To do>
Report every line of the items below that contains the string "clicks", copying each such line in full. Case counts.

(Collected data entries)
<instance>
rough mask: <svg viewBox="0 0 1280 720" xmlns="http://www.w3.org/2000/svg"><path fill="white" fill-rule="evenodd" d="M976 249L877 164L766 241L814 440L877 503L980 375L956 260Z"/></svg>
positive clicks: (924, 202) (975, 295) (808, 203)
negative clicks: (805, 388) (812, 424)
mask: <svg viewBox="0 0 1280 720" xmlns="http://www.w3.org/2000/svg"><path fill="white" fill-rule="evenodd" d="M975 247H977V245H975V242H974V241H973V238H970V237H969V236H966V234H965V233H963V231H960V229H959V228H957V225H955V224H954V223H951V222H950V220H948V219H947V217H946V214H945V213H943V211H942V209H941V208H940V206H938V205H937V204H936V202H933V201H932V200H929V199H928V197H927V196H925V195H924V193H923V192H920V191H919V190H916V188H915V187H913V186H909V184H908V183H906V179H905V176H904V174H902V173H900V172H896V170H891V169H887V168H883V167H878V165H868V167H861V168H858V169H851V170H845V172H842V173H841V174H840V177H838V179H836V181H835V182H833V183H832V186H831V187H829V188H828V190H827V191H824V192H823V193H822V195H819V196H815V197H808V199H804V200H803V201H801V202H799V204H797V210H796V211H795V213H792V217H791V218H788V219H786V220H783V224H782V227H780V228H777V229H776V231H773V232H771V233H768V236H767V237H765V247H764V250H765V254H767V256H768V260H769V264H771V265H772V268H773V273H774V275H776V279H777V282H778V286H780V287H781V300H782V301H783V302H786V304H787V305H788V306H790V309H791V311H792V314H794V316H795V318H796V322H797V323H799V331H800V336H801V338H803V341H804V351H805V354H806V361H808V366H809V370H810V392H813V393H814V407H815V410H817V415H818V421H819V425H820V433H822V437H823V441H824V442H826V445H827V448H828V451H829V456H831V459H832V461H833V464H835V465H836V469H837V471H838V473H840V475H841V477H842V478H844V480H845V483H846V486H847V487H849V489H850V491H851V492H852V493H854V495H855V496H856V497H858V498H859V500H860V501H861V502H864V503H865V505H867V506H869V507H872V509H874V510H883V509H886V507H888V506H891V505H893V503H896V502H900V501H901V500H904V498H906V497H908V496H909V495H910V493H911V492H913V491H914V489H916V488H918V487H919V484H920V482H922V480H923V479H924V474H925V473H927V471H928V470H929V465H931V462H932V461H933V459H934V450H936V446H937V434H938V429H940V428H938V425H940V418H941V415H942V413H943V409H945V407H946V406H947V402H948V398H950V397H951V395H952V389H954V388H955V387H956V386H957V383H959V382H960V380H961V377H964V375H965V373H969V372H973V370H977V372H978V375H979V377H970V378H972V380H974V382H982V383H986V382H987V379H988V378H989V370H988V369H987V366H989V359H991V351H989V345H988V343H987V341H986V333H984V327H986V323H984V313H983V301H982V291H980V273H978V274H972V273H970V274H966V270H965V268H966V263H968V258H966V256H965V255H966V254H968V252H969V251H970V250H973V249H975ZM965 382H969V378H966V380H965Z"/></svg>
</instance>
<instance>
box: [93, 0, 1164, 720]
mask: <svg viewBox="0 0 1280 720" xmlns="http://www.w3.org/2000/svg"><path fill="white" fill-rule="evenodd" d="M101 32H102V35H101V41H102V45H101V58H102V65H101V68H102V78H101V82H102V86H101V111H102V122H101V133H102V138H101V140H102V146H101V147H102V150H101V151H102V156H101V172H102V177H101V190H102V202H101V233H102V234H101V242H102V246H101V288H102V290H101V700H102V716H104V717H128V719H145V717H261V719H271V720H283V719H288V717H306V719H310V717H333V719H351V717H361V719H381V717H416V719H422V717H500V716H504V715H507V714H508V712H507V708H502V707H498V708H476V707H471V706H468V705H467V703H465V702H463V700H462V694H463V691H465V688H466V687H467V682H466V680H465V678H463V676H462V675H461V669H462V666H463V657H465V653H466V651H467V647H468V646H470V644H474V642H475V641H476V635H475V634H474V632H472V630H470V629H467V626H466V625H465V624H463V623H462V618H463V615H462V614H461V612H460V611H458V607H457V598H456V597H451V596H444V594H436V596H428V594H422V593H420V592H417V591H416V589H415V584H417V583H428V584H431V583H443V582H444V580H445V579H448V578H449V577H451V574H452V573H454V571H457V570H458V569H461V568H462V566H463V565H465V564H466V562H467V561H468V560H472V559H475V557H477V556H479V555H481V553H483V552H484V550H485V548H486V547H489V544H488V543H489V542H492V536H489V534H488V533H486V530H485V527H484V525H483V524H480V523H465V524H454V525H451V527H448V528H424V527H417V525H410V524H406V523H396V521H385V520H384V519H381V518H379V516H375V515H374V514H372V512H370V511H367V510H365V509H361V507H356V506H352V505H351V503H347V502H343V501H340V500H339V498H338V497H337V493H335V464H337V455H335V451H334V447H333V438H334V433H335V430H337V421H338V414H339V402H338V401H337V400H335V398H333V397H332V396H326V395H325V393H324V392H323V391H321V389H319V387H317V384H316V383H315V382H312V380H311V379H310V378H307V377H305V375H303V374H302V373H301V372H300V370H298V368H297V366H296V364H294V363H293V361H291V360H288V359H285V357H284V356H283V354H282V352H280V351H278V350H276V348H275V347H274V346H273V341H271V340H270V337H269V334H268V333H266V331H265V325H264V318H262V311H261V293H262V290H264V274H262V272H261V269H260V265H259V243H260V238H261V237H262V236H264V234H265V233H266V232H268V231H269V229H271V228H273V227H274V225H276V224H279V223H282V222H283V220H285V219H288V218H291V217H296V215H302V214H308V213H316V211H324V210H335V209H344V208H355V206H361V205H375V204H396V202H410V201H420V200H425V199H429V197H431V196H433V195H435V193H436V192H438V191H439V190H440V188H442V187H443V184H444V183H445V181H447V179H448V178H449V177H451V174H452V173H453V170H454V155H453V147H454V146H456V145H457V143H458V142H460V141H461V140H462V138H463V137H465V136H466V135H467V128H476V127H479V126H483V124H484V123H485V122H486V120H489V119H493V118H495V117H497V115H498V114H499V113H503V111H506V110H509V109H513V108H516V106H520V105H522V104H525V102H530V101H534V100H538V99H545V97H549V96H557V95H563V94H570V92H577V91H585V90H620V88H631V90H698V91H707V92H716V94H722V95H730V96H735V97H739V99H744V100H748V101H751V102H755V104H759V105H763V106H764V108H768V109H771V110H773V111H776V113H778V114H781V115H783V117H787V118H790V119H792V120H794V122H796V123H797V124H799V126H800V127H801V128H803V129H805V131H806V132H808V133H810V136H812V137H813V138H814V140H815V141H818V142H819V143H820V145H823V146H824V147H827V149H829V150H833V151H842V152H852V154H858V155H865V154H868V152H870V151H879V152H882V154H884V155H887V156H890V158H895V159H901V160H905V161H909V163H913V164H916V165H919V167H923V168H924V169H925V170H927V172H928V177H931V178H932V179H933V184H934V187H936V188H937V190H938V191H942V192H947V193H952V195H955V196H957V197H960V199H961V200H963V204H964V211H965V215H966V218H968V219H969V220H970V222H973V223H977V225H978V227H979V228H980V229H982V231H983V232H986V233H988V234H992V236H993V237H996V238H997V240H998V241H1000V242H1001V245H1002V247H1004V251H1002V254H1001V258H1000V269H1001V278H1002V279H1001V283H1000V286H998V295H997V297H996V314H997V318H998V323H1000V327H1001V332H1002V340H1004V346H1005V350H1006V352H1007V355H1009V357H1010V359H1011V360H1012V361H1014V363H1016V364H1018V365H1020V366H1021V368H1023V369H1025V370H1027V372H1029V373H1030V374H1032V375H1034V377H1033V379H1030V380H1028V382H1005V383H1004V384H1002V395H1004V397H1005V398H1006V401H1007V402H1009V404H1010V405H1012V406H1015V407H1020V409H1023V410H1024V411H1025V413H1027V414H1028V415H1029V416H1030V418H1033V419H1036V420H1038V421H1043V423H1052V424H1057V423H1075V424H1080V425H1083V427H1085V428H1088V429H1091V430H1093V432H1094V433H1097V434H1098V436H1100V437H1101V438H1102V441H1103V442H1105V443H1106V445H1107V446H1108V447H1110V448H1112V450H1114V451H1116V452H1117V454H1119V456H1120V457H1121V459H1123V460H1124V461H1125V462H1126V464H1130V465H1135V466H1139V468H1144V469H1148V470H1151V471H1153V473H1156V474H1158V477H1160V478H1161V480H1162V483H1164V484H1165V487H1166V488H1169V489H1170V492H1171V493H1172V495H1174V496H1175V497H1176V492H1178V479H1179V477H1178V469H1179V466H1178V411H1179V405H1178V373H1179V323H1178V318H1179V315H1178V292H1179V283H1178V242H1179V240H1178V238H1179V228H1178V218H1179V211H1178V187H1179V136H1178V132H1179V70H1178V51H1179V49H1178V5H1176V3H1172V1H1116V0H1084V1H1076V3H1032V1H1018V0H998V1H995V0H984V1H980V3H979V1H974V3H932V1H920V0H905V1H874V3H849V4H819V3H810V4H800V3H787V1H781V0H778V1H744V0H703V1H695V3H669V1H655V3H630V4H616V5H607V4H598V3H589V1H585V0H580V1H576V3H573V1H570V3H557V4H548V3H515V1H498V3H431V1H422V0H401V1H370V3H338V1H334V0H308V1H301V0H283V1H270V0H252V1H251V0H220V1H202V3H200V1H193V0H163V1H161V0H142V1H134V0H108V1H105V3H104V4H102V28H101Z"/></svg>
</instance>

Response to this exercise>
positive clicks: (924, 202) (975, 295) (808, 203)
negative clicks: (805, 388) (812, 424)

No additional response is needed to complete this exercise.